• **What you need to do**:
Please print exactly the lines running from the one that contains "Where can the weathered" to the end of the data, with both lines included.
__________
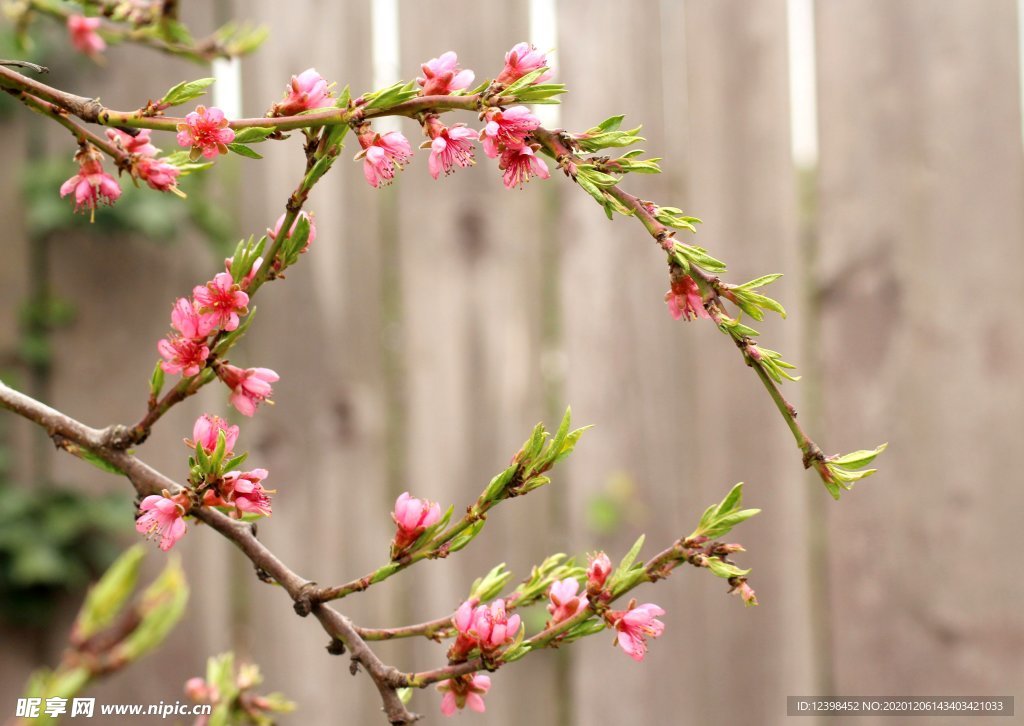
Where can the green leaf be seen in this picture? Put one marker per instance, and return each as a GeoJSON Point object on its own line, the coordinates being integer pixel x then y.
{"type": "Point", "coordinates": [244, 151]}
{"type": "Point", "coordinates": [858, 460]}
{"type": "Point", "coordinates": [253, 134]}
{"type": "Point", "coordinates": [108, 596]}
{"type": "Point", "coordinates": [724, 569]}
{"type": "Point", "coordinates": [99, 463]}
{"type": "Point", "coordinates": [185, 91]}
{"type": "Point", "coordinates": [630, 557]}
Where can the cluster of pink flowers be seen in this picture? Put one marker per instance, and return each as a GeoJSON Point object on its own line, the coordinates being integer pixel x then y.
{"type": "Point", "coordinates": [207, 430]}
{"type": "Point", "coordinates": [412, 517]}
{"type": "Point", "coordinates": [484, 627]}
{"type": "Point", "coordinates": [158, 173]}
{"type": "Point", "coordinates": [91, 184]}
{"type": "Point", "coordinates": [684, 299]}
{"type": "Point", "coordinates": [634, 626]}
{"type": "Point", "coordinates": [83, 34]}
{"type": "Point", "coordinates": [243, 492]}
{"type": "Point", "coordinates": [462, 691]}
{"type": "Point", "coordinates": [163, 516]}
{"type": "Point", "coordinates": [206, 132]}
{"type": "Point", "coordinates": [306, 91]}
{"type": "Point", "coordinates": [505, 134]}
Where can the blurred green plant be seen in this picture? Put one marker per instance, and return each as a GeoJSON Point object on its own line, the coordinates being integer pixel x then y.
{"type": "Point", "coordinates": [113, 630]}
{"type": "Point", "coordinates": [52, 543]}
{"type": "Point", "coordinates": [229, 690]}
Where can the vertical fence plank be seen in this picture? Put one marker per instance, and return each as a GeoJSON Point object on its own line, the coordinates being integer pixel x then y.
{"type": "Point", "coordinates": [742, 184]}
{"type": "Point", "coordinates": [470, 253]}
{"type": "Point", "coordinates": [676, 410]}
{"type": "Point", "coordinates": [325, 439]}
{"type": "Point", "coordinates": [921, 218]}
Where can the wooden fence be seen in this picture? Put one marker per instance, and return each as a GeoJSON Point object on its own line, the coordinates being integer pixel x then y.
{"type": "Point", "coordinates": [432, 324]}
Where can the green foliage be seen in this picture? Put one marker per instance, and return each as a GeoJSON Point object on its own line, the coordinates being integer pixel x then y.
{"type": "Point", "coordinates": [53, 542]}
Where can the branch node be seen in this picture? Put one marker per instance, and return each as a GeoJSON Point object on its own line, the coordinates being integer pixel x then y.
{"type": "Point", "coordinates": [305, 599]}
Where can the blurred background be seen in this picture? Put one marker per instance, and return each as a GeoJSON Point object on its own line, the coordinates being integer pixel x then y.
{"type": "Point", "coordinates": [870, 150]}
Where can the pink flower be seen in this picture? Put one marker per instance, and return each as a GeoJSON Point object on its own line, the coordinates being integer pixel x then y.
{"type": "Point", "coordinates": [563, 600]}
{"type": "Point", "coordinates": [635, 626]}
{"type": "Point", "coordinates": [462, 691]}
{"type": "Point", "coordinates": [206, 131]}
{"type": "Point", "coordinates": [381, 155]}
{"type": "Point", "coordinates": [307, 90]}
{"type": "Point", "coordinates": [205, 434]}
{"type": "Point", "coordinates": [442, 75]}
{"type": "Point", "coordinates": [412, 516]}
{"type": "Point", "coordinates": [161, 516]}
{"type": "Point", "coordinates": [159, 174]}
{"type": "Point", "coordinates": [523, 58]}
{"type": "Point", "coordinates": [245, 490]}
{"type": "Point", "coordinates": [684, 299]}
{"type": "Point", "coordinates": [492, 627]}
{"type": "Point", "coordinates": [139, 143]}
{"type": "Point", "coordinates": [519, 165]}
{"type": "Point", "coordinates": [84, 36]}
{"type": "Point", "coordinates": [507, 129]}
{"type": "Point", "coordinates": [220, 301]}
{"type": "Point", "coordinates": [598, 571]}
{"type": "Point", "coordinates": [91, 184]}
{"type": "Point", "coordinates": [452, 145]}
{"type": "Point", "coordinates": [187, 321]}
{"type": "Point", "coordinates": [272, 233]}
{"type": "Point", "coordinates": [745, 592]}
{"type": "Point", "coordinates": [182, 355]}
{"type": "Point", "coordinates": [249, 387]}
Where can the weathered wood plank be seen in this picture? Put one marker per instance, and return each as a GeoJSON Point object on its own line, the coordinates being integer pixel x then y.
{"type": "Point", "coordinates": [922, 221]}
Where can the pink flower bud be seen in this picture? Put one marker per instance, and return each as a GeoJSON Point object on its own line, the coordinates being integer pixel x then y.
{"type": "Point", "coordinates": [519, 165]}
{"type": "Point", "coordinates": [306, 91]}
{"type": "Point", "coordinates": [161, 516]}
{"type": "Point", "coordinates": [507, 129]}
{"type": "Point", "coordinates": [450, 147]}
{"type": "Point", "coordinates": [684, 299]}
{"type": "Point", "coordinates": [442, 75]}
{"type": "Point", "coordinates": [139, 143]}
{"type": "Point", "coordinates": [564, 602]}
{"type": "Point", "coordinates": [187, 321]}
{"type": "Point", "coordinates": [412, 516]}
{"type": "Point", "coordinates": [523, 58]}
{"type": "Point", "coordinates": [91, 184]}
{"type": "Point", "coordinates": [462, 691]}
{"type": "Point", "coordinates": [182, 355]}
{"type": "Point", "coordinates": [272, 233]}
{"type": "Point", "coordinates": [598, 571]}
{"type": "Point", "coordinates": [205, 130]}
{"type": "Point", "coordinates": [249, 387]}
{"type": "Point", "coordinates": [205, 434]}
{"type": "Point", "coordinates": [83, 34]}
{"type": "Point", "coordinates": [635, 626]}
__________
• **Written solution**:
Where can the weathered wood plank be seen in this picture? Put one marker per instance, and return each as a GeoJSON Point object on its own line, the coordinates being integer pixel x then y.
{"type": "Point", "coordinates": [922, 221]}
Where can the pink flower bud be seen in this picture? Put one marker per instance, and return each as a GeoJSON Point object on its own line, the coordinates being integer pixel x then y.
{"type": "Point", "coordinates": [519, 165]}
{"type": "Point", "coordinates": [306, 91]}
{"type": "Point", "coordinates": [161, 516]}
{"type": "Point", "coordinates": [507, 129]}
{"type": "Point", "coordinates": [450, 147]}
{"type": "Point", "coordinates": [684, 299]}
{"type": "Point", "coordinates": [442, 75]}
{"type": "Point", "coordinates": [139, 143]}
{"type": "Point", "coordinates": [564, 602]}
{"type": "Point", "coordinates": [187, 321]}
{"type": "Point", "coordinates": [412, 516]}
{"type": "Point", "coordinates": [523, 58]}
{"type": "Point", "coordinates": [91, 184]}
{"type": "Point", "coordinates": [462, 691]}
{"type": "Point", "coordinates": [182, 355]}
{"type": "Point", "coordinates": [272, 233]}
{"type": "Point", "coordinates": [598, 571]}
{"type": "Point", "coordinates": [205, 130]}
{"type": "Point", "coordinates": [249, 387]}
{"type": "Point", "coordinates": [205, 434]}
{"type": "Point", "coordinates": [83, 34]}
{"type": "Point", "coordinates": [635, 626]}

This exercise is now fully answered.